● SELECTED TEXT:
Letter Housing Element September 16, 2013

Staci Simonton
144 Belvedere Drive
Mill Valley, CA 94941

September 16, 2013

VIA E-MAIL AND HAND DELIVERY

Marin County Board of Supervisors Marin County Counsel
3501 Civic Center Dr.
San Rafael, CA 94903

Re: Further Comments and Requests re: Housing Element Update, SEIR, Amendments to Marin 2007 Countywide Plan, Amendments to Development Code and Zoning Maps

Dear County Supervisors and County Counsel:

Before the first public hearing before the Board of Supervisors scheduled for tomorrow on the above-referenced agenda items, including the environmental impact analysis required for approval prior to the approval of any other agenda item, I would like to provide you with important additional information for consideration and inclusion on the record.

Specifically, this letter further addresses my deep concerns, shared by many, many members of the community, about the foreseeable impacts from the proposed projects and the consequential impact on increased student enrollment on the physical capacities of public school buildings, the necessity of new construction of school buildings, related staffing needs and the environmental impacts thereof, as well as the environmental impacts on increased traffic and related environmental issues from further increases to student enrollment throughout the district.

● WHAT TO WORK ON: Copy out the whole letter on the Housing Element update above, word for word.

● INFORMATION PROVIDED:
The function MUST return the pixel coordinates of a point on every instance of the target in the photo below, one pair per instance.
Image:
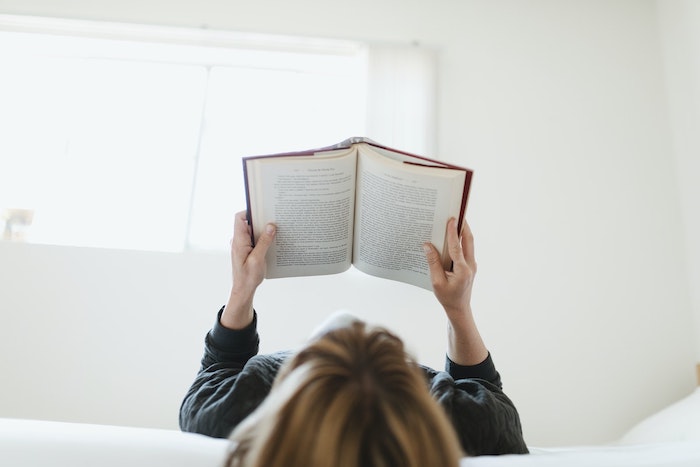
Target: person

● TASK RESPONSE:
Letter Housing Element September 16, 2013

Staci Simonton
144 Belvedere Drive
Mill Valley, CA 94941

September 16, 2013

VIA E-MAIL AND HAND DELIVERY

Marin County Board of Supervisors Marin County Counsel
3501 Civic Center Dr.
San Rafael, CA 94903

Re: Further Comments and Requests re: Housing Element Update, SEIR, Amendments to Marin 2007 Countywide Plan, Amendments to Development Code and Zoning Maps

Dear County Supervisors and County Counsel:

Before the first public hearing before the Board of Supervisors scheduled for tomorrow on the above-referenced agenda items, including the environmental impact analysis required for approval prior to the approval of any other agenda item, I would like to provide you with important additional information for consideration and inclusion on the record.

Specifically, this letter further addresses my deep concerns, shared by many, many members of the community, about the foreseeable impacts from the proposed projects and the consequential impact on increased student enrollment on the physical capacities of public school buildings, the necessity of new construction of school buildings, related staffing needs and the environmental impacts thereof, as well as the environmental impacts on increased traffic and related environmental issues from further increases to student enrollment throughout the district.